Requirement:
Filter the records below and copy out every line that contains the string "person".

Working data:
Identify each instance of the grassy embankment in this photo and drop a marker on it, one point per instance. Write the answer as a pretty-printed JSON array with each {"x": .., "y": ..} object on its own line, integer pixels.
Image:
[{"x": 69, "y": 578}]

--

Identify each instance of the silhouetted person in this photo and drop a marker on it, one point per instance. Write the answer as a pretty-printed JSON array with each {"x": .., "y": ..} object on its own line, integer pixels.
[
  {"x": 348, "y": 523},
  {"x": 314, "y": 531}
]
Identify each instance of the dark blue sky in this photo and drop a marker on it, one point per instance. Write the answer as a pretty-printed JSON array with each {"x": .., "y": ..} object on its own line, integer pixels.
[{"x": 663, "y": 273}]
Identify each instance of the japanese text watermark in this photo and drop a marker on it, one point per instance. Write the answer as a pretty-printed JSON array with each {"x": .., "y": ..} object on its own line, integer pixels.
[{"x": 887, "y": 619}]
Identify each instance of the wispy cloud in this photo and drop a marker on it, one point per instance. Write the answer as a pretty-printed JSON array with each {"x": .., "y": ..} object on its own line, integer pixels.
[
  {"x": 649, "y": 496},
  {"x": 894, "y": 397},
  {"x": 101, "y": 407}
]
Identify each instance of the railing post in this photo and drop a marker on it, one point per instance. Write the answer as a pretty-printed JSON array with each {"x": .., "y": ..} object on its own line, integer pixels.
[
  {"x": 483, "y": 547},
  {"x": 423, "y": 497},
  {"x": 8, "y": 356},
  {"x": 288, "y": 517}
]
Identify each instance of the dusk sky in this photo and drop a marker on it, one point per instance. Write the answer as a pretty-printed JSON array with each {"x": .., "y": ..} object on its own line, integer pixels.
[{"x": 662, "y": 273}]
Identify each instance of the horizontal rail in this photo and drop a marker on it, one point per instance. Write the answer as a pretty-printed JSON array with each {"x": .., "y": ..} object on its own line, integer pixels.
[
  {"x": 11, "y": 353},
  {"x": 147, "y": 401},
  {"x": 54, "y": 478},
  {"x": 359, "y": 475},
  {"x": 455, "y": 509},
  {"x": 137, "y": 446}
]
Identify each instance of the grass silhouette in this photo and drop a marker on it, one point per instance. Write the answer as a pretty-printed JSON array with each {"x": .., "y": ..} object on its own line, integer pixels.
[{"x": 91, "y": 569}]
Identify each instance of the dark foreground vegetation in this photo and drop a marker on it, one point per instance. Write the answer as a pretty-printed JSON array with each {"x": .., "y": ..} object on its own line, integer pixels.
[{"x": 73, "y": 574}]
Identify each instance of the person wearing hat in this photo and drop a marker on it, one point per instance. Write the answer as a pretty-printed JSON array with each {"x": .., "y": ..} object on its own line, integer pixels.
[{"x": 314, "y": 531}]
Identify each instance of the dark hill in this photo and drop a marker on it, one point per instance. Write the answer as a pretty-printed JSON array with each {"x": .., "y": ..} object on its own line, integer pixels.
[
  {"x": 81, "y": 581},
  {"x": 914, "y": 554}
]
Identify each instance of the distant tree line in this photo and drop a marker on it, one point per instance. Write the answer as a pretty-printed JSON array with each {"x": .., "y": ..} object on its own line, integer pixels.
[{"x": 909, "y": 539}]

* * *

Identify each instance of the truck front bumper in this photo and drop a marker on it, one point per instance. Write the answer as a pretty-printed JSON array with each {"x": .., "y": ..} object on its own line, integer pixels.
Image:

Problem solution:
Identify each instance of the silhouetted person in this photo and drop a marker on it, one point per instance. Write the answer as a pretty-printed JSON array with each {"x": .., "y": ..} object on its own line, integer pixels.
Identify each instance of the person wearing hat in this photo and drop a marker on it, one point per instance. Write the answer as a pretty-printed JSON array with each {"x": .., "y": ..} object on its own line, integer pixels.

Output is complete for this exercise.